**What you have to do**
Recast every line of the entries below as a Markdown table with the columns "No." and "Text", giving each line's row number and its text, and leave out any blank lines and the pictures.

**Record excerpts**
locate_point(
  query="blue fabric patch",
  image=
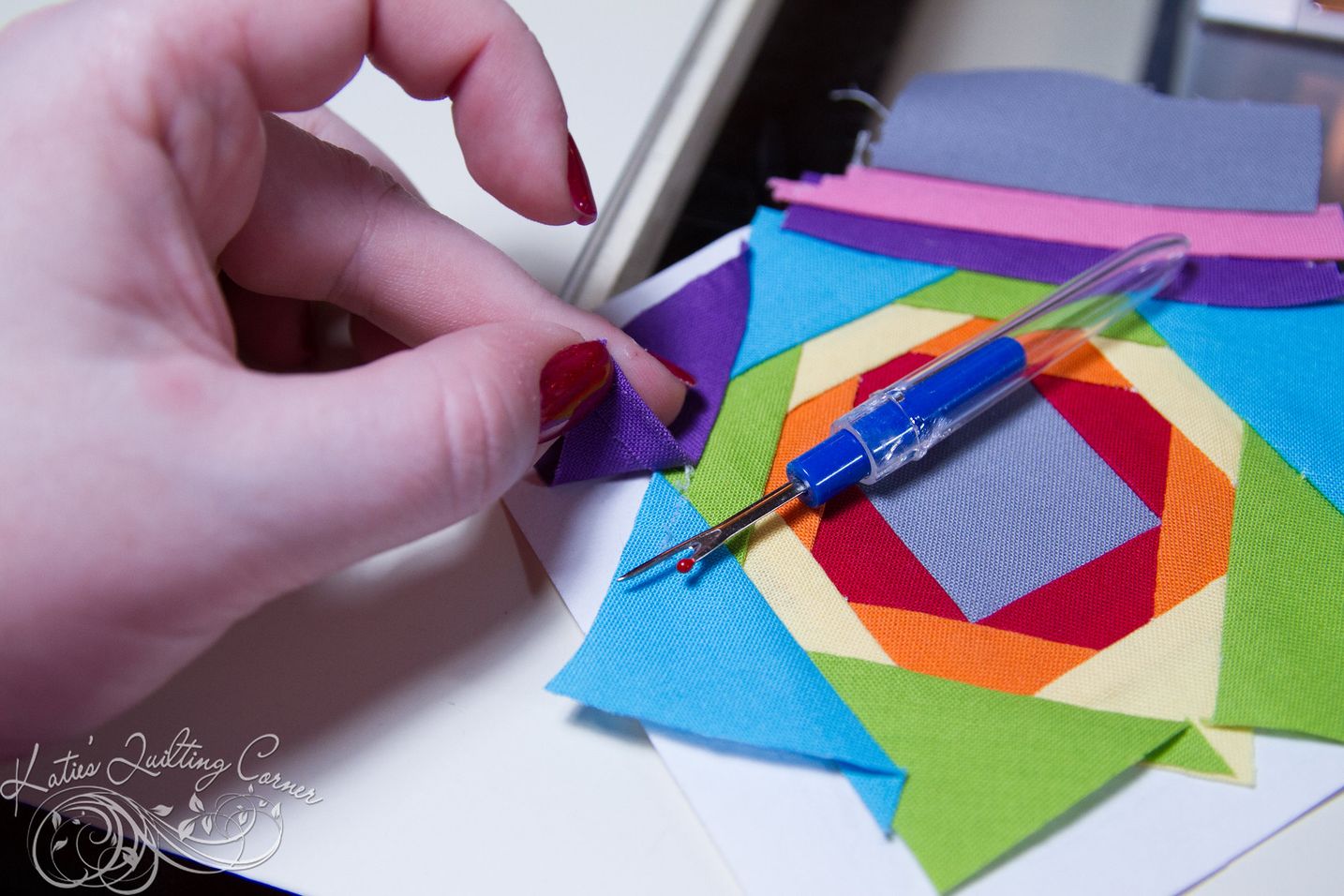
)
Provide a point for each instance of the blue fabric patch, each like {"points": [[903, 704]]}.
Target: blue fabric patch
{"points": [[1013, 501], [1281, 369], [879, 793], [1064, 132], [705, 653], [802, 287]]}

**Response to this task**
| No. | Text |
|---|---|
| 1 | locate_point( |
| 2 |   query="blue fabric patch", |
| 3 |   image= |
| 4 | ) |
| 5 | Provide a point for each instance of the blue fabric patch, each like {"points": [[903, 704]]}. |
| 6 | Target: blue fabric patch |
| 7 | {"points": [[1013, 501], [1281, 369], [879, 793], [1064, 132], [705, 653], [802, 287]]} |